> **Required work**: Filter the records below and copy in full every line that contains the string "person". The match is case-sensitive.

-*-*-

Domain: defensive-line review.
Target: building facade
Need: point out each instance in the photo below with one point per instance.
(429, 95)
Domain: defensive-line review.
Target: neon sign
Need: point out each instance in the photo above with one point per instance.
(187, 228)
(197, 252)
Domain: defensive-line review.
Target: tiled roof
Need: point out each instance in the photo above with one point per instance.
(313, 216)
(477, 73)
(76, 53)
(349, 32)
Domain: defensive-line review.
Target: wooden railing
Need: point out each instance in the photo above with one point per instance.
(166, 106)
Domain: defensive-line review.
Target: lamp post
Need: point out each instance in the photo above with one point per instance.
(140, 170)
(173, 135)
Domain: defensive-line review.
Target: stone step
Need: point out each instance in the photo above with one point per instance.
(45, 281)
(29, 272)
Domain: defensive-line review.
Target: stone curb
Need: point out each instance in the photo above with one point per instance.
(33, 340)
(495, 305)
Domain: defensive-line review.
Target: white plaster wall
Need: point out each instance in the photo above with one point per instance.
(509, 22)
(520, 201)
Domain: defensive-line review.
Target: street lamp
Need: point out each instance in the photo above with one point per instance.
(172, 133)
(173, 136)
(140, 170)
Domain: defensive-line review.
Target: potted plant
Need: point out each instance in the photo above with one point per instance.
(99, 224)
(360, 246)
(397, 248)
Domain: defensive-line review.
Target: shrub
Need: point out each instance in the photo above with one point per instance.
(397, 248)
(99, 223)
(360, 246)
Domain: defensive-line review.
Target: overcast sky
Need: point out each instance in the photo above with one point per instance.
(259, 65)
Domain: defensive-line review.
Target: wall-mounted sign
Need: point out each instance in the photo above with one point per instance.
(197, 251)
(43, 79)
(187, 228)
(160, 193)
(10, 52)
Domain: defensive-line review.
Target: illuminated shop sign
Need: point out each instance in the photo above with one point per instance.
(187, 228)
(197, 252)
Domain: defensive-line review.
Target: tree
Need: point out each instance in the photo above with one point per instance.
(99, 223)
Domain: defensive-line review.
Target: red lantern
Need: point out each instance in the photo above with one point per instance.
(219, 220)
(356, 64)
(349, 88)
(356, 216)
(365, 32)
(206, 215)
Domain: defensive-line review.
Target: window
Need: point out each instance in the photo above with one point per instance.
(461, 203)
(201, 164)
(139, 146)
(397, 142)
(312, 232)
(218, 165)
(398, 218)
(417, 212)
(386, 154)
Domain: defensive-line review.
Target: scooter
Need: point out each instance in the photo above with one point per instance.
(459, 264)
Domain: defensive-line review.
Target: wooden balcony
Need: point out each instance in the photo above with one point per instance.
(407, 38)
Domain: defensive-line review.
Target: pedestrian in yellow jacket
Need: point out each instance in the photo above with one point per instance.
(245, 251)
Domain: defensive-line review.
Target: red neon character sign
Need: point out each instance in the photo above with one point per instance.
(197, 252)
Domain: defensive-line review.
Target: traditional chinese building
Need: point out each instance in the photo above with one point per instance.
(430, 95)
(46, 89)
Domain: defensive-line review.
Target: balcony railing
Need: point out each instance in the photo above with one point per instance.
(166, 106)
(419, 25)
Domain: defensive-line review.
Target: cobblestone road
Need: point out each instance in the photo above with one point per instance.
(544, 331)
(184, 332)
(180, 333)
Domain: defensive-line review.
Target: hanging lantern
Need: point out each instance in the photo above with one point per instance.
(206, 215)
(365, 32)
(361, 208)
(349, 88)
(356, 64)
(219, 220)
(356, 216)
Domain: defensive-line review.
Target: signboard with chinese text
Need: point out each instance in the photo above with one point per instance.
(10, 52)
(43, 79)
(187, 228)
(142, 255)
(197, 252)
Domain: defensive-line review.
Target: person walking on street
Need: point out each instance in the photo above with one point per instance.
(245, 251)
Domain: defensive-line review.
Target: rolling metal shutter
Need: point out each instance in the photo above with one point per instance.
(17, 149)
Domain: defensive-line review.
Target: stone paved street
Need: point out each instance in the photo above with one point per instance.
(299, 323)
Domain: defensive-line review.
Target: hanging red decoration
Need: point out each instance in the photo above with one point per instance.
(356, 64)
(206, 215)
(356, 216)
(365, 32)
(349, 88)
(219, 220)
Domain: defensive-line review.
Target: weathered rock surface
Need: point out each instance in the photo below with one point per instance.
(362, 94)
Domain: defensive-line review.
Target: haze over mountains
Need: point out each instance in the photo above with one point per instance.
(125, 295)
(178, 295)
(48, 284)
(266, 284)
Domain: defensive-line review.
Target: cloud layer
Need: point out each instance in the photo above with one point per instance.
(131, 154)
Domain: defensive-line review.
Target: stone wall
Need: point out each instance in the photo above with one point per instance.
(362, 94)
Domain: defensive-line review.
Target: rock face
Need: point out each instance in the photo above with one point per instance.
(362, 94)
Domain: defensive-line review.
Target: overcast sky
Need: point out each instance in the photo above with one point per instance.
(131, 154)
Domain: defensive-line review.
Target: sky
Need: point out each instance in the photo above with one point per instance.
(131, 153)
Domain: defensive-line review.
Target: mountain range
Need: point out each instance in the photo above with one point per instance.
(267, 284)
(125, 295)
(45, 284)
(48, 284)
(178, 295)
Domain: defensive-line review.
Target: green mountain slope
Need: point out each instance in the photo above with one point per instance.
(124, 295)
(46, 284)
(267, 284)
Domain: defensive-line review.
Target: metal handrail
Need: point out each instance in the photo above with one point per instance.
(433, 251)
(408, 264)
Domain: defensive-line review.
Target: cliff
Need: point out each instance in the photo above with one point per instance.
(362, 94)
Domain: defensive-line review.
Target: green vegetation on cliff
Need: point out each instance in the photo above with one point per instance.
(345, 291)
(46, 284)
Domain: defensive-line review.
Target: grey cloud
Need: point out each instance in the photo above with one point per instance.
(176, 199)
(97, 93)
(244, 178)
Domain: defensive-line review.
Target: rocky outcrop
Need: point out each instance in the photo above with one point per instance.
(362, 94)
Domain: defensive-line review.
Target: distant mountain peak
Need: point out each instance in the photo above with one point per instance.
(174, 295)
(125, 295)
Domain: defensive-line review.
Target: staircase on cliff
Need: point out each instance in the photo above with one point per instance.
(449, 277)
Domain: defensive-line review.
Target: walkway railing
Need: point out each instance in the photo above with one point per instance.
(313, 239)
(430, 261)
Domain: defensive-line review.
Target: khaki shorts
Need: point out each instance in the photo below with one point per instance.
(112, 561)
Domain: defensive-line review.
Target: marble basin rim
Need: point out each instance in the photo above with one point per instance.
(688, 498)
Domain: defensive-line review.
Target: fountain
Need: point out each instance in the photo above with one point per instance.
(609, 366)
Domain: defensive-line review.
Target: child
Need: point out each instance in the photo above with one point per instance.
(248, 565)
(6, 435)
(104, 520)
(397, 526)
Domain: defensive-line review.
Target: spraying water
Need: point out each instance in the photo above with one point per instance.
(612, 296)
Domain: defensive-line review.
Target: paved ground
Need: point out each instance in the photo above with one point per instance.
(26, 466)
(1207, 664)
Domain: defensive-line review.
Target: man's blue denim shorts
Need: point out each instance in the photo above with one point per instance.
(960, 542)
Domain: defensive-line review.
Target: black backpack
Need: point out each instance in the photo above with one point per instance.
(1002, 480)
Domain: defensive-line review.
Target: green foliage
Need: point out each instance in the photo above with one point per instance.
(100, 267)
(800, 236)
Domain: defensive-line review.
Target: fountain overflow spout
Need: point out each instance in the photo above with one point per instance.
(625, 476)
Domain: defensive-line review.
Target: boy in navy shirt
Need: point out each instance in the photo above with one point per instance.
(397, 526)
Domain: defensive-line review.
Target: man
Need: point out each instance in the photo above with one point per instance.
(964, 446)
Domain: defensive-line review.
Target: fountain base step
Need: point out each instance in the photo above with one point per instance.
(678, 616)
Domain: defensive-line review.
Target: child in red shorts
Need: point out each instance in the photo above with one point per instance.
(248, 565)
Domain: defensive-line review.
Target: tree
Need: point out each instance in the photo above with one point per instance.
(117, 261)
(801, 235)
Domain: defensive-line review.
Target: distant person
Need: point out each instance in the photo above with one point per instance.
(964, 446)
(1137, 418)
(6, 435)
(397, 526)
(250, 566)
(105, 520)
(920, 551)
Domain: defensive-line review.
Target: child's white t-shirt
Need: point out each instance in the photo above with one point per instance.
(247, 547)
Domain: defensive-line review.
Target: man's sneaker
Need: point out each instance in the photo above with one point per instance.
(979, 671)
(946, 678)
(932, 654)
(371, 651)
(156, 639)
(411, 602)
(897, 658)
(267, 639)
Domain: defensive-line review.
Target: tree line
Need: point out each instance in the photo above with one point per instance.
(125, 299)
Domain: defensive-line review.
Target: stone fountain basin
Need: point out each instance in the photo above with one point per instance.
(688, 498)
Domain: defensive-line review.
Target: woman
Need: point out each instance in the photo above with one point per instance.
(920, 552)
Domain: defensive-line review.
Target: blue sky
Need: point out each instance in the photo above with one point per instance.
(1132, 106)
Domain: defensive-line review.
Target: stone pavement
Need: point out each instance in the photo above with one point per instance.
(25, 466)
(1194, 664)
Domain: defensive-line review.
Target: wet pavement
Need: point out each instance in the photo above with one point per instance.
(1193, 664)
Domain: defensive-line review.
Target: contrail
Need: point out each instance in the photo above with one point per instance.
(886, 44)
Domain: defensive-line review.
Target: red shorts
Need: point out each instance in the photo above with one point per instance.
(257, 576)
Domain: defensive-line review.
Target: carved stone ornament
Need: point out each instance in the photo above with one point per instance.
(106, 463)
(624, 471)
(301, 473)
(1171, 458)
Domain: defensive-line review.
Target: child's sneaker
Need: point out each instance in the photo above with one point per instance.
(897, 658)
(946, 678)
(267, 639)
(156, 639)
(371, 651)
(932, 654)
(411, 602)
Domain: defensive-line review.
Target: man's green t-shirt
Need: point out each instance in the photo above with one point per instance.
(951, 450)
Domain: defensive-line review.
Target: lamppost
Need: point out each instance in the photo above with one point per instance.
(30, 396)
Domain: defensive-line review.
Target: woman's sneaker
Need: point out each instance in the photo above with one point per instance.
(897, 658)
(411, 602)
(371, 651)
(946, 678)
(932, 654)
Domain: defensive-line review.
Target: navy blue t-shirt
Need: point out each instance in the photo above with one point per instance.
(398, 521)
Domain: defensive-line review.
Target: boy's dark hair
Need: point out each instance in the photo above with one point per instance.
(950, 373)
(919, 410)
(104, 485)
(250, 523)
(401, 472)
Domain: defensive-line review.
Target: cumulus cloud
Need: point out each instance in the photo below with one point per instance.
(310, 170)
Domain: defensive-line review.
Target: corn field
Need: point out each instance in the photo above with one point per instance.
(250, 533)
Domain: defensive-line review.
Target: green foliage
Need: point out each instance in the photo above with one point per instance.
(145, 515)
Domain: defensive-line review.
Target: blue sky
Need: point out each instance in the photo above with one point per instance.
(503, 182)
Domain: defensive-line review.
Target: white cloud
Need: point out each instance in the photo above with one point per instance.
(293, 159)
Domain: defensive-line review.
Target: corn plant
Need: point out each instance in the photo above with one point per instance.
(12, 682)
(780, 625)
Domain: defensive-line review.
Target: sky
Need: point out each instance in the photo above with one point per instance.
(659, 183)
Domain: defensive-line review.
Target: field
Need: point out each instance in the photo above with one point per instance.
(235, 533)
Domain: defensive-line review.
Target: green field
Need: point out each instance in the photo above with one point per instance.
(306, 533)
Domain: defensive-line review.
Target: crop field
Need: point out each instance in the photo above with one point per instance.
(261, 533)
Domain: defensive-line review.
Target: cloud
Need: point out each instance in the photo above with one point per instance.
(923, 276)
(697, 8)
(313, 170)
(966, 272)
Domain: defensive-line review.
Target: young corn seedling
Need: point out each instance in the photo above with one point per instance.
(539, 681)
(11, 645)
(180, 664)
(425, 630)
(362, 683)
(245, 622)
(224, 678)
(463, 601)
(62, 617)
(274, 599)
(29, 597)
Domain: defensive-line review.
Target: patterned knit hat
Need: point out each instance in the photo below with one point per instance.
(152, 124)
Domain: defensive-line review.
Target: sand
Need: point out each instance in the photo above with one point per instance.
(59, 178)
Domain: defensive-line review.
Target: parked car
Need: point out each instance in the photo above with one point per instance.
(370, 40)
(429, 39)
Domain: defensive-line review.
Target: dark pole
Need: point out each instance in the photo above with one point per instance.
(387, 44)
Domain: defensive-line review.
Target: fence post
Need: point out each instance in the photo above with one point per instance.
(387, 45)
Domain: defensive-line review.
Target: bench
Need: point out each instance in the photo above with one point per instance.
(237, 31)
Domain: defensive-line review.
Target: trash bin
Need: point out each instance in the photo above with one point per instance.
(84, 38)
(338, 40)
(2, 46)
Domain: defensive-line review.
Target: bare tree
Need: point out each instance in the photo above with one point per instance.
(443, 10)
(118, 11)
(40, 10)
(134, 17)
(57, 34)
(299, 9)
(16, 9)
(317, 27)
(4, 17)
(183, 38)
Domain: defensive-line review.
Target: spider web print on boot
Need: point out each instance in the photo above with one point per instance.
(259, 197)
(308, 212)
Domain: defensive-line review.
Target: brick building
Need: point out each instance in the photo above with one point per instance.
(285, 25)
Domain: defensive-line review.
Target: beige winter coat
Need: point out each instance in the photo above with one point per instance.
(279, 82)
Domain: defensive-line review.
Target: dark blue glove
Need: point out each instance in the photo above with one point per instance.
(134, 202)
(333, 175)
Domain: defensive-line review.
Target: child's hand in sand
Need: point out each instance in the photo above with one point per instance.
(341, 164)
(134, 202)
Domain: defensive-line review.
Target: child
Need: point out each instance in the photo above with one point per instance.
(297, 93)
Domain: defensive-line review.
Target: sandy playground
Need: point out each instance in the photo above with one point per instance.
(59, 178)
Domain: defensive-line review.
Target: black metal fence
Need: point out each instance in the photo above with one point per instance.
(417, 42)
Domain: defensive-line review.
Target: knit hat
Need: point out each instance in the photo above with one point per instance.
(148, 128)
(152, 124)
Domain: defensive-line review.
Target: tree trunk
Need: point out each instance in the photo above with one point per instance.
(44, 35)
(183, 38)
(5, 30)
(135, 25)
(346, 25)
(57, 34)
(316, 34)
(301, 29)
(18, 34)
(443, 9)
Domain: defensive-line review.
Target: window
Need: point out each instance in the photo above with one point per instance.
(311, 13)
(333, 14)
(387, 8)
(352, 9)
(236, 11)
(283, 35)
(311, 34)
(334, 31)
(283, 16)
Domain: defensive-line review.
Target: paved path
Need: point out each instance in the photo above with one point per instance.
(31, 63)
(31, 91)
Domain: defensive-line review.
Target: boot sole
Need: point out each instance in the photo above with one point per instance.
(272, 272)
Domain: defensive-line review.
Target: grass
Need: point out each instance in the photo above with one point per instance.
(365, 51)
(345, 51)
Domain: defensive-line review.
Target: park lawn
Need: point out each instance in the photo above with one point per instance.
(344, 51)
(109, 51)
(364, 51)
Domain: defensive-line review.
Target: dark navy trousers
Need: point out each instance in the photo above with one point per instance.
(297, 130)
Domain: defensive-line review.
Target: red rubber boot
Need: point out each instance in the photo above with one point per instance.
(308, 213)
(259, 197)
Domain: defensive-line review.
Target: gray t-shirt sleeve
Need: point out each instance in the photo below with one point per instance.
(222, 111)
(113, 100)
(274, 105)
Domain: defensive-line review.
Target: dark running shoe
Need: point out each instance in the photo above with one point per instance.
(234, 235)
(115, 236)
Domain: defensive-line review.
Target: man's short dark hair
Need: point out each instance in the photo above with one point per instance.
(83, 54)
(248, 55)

-*-*-

> **Result of this exercise**:
Target: person walking on street
Target: distant person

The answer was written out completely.